** Opening RECORDS SUPPLIED block **

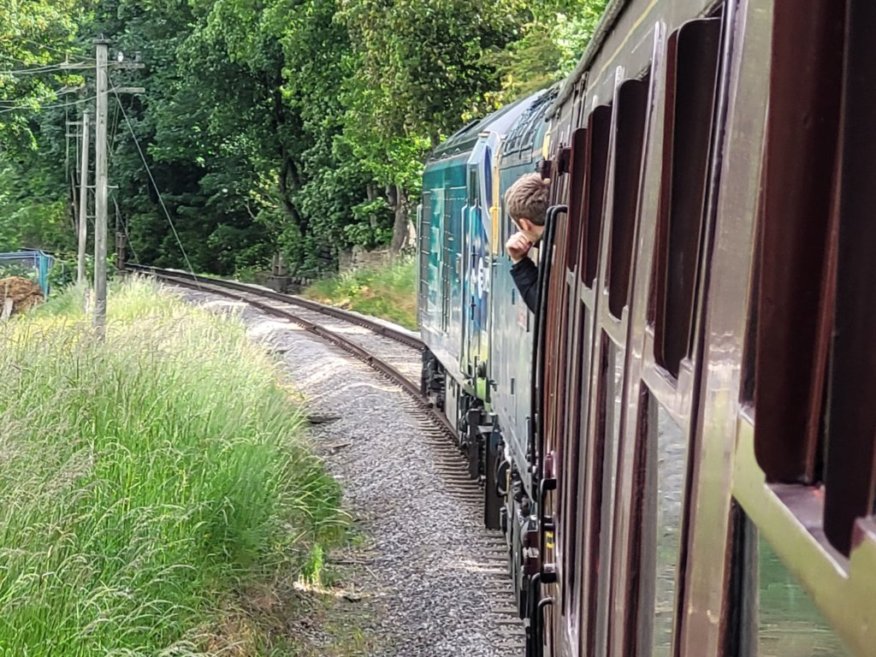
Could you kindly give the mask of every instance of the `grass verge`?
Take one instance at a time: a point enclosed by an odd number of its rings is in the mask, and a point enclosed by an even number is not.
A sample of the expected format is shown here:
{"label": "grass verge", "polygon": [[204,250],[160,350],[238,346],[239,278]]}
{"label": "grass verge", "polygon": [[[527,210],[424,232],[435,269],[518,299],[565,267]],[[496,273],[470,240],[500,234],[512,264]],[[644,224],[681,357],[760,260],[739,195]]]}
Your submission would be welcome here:
{"label": "grass verge", "polygon": [[412,258],[317,281],[304,296],[417,329],[417,271]]}
{"label": "grass verge", "polygon": [[81,306],[0,324],[0,655],[281,654],[249,594],[344,520],[276,366],[142,280],[105,343]]}

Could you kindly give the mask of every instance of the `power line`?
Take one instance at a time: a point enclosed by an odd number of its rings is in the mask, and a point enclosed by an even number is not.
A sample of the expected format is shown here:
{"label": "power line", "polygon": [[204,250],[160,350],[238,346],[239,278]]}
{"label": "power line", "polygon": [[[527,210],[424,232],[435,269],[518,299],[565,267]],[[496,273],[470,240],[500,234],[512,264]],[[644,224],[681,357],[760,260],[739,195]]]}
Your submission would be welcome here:
{"label": "power line", "polygon": [[[56,47],[56,46],[50,46],[50,45],[47,44],[47,43],[40,43],[39,41],[34,41],[33,39],[27,39],[27,38],[24,38],[24,37],[18,37],[18,40],[20,40],[20,41],[24,41],[25,43],[29,43],[30,45],[32,45],[32,46],[36,46],[37,48],[42,48],[43,50],[48,50],[49,52],[54,52],[54,53],[56,53],[56,54],[58,54],[58,55],[64,55],[64,57],[69,57],[70,54],[71,54],[71,51],[70,51],[70,50],[63,50],[63,49],[58,48],[58,47]],[[97,61],[97,60],[95,60],[94,57],[90,57],[89,55],[76,55],[76,56],[79,57],[79,58],[81,58],[81,59],[87,59],[87,60],[90,60],[90,61],[92,61],[92,62],[93,62],[93,61]]]}
{"label": "power line", "polygon": [[[74,66],[84,66],[85,62],[79,62]],[[0,71],[0,75],[42,75],[43,73],[53,73],[55,71],[70,70],[68,64],[47,64],[46,66],[35,66],[34,68],[19,68],[12,71]],[[74,69],[75,70],[75,69]]]}
{"label": "power line", "polygon": [[116,97],[116,102],[119,105],[119,108],[122,110],[122,116],[125,119],[125,123],[128,126],[128,131],[131,133],[131,137],[134,139],[134,145],[137,147],[137,152],[140,154],[140,159],[143,161],[143,166],[146,168],[146,174],[149,176],[149,180],[152,182],[152,187],[155,189],[155,193],[158,195],[158,203],[161,205],[161,209],[164,211],[164,216],[167,217],[167,223],[170,224],[170,230],[173,232],[173,236],[176,239],[176,243],[179,245],[179,250],[182,252],[183,259],[186,261],[186,267],[189,269],[189,273],[194,276],[195,270],[192,267],[192,263],[189,261],[189,256],[186,253],[186,249],[183,246],[182,240],[179,237],[179,233],[176,230],[176,226],[173,223],[173,219],[170,216],[170,211],[168,211],[167,206],[164,204],[164,198],[161,196],[161,190],[158,189],[158,183],[155,182],[155,177],[152,175],[152,169],[149,168],[149,162],[146,161],[146,154],[143,152],[143,148],[140,146],[140,140],[137,139],[137,134],[134,132],[134,126],[131,125],[131,120],[128,118],[128,113],[125,111],[125,106],[122,105],[122,99],[119,97],[118,87],[112,87],[113,95]]}
{"label": "power line", "polygon": [[128,222],[122,217],[122,211],[119,208],[119,201],[116,196],[116,194],[113,194],[113,205],[116,206],[116,225],[121,225],[122,230],[125,232],[125,244],[131,249],[131,254],[134,256],[134,260],[139,264],[140,256],[137,253],[137,249],[134,248],[133,242],[131,242],[131,233],[128,231]]}
{"label": "power line", "polygon": [[75,105],[80,105],[82,103],[88,103],[88,102],[94,100],[95,98],[97,98],[97,96],[91,96],[89,98],[82,98],[81,100],[74,100],[74,101],[71,101],[69,103],[58,103],[56,105],[39,105],[38,107],[34,107],[33,105],[30,105],[30,104],[16,105],[15,107],[3,107],[3,108],[0,108],[0,114],[7,114],[9,112],[15,112],[16,110],[26,110],[26,109],[30,109],[30,110],[33,110],[35,112],[41,112],[41,111],[46,110],[46,109],[58,109],[61,107],[73,107]]}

** Closing RECORDS SUPPLIED block **

WHAT THE EXERCISE ASKS> From the records above, return each line that includes "kindly".

EXPECTED ANSWER>
Could you kindly give the mask of every instance of the `grass verge`?
Could you kindly give the mask of every instance of the `power line`?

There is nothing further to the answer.